▶ Data records:
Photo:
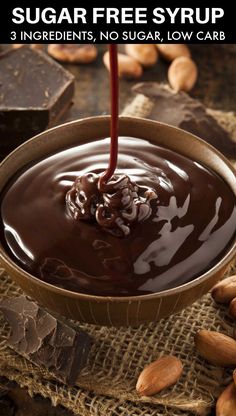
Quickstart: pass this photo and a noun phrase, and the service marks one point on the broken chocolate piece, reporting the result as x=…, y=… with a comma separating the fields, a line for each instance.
x=44, y=340
x=34, y=93
x=180, y=110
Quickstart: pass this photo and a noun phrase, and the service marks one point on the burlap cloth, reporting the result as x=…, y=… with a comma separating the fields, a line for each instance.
x=106, y=386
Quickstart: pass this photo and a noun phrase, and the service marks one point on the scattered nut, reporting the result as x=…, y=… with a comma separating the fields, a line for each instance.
x=73, y=53
x=232, y=308
x=145, y=54
x=172, y=51
x=217, y=348
x=32, y=45
x=159, y=375
x=182, y=74
x=226, y=403
x=234, y=377
x=225, y=291
x=127, y=66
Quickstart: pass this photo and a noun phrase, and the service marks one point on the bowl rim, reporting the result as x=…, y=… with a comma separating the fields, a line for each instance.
x=222, y=262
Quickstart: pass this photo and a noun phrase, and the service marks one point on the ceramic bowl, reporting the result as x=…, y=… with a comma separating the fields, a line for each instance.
x=107, y=310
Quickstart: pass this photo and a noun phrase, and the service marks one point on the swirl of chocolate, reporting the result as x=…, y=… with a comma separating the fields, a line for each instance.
x=114, y=205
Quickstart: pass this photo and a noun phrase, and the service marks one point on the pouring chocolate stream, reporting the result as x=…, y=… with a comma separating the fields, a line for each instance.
x=61, y=216
x=114, y=201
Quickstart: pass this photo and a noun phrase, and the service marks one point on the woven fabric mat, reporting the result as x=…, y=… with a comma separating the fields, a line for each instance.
x=107, y=383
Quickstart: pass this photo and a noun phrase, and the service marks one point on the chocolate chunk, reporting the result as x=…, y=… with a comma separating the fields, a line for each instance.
x=44, y=340
x=34, y=92
x=180, y=110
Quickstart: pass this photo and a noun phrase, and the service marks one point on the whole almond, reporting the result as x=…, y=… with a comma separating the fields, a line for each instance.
x=172, y=51
x=226, y=403
x=145, y=54
x=73, y=53
x=232, y=308
x=225, y=291
x=182, y=74
x=159, y=375
x=32, y=45
x=217, y=348
x=127, y=66
x=234, y=377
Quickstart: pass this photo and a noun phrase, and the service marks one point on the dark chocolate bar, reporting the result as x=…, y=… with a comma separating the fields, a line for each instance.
x=44, y=340
x=34, y=92
x=180, y=110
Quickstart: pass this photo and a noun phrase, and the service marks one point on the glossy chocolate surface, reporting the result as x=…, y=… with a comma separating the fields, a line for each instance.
x=191, y=225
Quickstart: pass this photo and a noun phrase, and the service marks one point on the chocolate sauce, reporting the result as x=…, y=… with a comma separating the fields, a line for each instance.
x=61, y=217
x=189, y=229
x=114, y=90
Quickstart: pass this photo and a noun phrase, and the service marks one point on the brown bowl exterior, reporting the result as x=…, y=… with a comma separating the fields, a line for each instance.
x=116, y=311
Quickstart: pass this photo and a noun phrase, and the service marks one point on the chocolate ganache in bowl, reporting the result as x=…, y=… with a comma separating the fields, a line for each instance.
x=119, y=238
x=166, y=221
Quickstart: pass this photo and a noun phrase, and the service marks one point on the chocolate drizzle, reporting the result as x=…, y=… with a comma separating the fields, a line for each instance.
x=115, y=205
x=190, y=226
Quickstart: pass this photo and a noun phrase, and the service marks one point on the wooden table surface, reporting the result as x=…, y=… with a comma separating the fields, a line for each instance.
x=216, y=88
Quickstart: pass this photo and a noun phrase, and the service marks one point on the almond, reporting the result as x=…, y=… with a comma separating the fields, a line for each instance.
x=172, y=51
x=145, y=54
x=226, y=403
x=159, y=375
x=234, y=377
x=217, y=348
x=225, y=290
x=232, y=308
x=32, y=45
x=182, y=74
x=73, y=53
x=127, y=66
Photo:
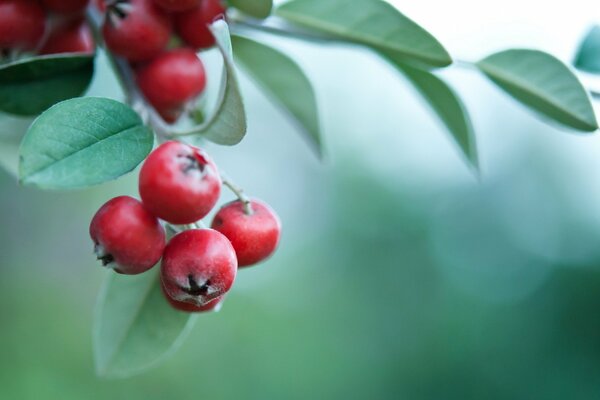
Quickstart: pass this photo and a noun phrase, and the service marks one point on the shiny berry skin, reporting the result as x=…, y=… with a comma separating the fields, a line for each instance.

▶ Given task: Can you pull out the items above, word for word, from the very start through the line with "x=107, y=310", including that line? Leave the pictures out of your answer.

▶ Correct output:
Photo:
Quickstart: pass this photo and a noun phrase, and the service marks one point on the broken chocolate piece, reporting the result as x=…, y=… with a comma separating the fields, a line for each instance.
x=44, y=340
x=34, y=93
x=180, y=110
Quickstart: pass this photo and a noun phrase, and the service marks one point on the burlap cloth, reporting the result as x=…, y=… with a comma separating the fields, a line for each instance.
x=106, y=386
Quickstart: pass this photo and a noun phrase, and the service marks one point on the scattered nut, reporting the result as x=…, y=… with a comma separating the fields, a line for each instance.
x=73, y=53
x=232, y=308
x=145, y=54
x=172, y=51
x=217, y=348
x=32, y=45
x=159, y=375
x=182, y=74
x=226, y=403
x=234, y=377
x=225, y=291
x=127, y=66
Quickstart: pass this photo and a noun phrase, and the service marks one point on the bowl rim, reporting the result as x=…, y=… with a comma separating the fields, a line for each instance.
x=222, y=262
Quickstart: pass this photo and a noun phrase, and the service marks one point on the ceramic bowl, reporting the result as x=…, y=… with a comma separating the fields, a line for each instance.
x=107, y=310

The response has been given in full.